> USING THE INFORMATION:
1/ Using the Bette Midler profile, explain in one to three sentences why it says Bette is mostly ripped into by Bette herself.
2/ According to the Bette Midler profile, how many harlettes appear with Midler on stage?
3/ Please duplicate the passage of the Bette Midler profile starting with "Bette Midler is torn." and going on through "A ballet star?".

> EXTRACT PROVIDED:
--------------------
Bette Midler is torn. What is she these days, anyway? She's a star, that's for sure, but what kind? A movie star? A recording star? A concert star? A ballet star? 

"Al, al, al, al, al, I don't know," she wails in a voice that could cut glass. "It's another thing. Is it gonna be fun? Who knows? What's gonna happen to me now? What'll I do?" She lifts a hand to her brow in a gesture half Olivier  (Laurence) and half Olive (Oyl). "But I'll do it. I'Il do it all. 'Cause you have to." 

People who are torn can also find themselves ripped. So Bette Midler is ripped: ripped into by critics who thought her latest bit of bad taste wasn't up to last year's bit of B.T.; ripped into by her fans who worry that she'll move to Hollywood and forget them; ripped into by stargazers who have focused their telescopes in numerous directions and expect her to shine equally everywhere.  But mostly it's Bette who rips into Bette - she sets sky-high standards and expects to measure up to each one. She has somehow leapt from dingdong to diva, from  supernumerary to superatar in the course of a swiftly rising career that's had quite a few pitfalls as well as pratfalls. 

From the Tubs to the clubs, from gold lame to gold records, from the Carnegie Delicatessen to Carnegie Hall, Bette Midler is the star of the Seventies, an exuberant entertainer who is both tuned into and turned on by what she's doing. She is the Emily Post of the camp crowd, having brought such terms as trash, flash, and tacky to our everyday vocabulary as she transported us to and from a magical place she calls the pits. Along with her three gum-chewing harlettes, Midler is beauty and the beast in the on-stage persona of The Divine Miss M.  She wears raunchy Forties gowns or too-tight gold lame toreador pants or maybe just her silky slip.  On stage, she'll do anything to entertain.  She pants and rants and rages outrageously, singing in and out of loony-tune. She is so high-energy that it would be only a minor surprise to see her go into orbit over the audience.  Her humor is self-mocking-as though she were making fun of herself before anyone else got a chance to. She is at once an absurd cross between Helen Morgan and Helen Kane, Mary Hartman and Mary Worth, and she is oddly affecting as all of them.
--------------------
> EXTRACTED DATA:
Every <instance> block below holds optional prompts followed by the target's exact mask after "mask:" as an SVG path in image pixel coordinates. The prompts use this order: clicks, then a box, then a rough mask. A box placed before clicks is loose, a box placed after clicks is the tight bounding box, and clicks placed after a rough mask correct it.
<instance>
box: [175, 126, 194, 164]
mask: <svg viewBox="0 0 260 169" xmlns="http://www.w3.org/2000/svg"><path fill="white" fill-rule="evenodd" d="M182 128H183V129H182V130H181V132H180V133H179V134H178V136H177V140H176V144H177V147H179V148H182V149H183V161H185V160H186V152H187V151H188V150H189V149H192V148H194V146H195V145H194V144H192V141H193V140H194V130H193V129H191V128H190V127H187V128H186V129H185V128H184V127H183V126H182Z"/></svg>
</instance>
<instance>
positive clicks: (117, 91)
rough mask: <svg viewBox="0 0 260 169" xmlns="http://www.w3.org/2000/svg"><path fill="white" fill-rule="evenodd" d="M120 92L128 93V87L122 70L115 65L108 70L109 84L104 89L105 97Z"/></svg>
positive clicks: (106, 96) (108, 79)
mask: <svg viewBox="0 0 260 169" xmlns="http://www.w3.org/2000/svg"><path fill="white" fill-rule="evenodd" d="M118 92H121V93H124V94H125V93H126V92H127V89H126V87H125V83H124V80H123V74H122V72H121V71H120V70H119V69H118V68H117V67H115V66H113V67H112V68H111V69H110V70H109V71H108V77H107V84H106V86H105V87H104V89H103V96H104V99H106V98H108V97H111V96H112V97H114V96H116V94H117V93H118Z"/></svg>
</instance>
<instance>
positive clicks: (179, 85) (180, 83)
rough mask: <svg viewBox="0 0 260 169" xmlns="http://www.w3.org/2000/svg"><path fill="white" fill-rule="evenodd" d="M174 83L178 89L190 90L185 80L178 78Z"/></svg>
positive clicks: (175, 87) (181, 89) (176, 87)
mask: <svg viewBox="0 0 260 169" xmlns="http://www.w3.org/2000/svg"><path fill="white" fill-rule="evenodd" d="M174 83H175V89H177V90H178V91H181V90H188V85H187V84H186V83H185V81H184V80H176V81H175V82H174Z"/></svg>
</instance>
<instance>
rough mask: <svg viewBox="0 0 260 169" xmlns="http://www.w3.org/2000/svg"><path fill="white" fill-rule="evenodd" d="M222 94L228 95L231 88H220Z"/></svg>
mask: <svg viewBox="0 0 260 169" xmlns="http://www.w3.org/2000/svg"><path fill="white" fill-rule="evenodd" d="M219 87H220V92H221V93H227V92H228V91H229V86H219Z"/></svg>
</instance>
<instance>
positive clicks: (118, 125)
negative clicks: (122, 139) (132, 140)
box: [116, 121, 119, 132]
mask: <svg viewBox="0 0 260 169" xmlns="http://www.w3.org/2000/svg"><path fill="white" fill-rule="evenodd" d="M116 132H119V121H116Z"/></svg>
--------------------
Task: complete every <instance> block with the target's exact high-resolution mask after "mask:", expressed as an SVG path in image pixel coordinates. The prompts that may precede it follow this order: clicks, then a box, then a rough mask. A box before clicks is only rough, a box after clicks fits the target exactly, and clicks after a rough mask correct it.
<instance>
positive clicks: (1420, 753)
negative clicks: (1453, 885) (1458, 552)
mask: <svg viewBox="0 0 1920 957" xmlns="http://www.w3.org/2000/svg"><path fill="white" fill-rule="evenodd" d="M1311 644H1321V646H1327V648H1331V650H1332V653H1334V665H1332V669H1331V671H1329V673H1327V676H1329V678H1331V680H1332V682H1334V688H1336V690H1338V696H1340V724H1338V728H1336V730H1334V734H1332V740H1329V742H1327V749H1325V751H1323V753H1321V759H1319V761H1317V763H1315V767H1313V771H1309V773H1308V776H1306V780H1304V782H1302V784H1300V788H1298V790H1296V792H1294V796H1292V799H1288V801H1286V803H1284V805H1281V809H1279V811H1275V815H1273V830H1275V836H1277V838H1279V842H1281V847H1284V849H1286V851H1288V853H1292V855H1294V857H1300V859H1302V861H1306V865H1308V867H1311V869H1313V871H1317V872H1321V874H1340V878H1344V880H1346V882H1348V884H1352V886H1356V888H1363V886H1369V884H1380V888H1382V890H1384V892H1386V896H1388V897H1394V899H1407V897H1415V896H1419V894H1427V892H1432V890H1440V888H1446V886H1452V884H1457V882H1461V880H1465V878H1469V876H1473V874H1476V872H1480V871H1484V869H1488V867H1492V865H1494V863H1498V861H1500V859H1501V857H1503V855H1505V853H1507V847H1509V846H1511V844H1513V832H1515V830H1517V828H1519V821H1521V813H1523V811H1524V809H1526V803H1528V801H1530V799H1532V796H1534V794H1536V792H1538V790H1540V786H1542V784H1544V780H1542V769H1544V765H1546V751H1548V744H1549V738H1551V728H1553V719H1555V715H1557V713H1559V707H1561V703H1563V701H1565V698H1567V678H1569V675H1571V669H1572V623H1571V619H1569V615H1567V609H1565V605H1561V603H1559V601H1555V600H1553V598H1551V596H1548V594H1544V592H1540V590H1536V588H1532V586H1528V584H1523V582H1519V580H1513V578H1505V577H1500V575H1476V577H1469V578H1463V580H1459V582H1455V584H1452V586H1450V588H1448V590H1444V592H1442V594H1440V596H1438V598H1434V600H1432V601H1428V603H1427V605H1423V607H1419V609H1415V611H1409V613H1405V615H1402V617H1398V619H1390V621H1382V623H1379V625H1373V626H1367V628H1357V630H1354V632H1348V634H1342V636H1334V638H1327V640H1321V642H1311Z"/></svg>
--------------------
> ANSWERS BY ITEM:
1/ Bette is her own harshest critic because she sets sky-high standards and expects to measure up to every one of them.

2/ Three gum-chewing harlettes.

3/
Bette Midler is torn. What is she these days, anyway? She's a star, that's for sure, but what kind? A movie star? A recording star? A concert star? A ballet star?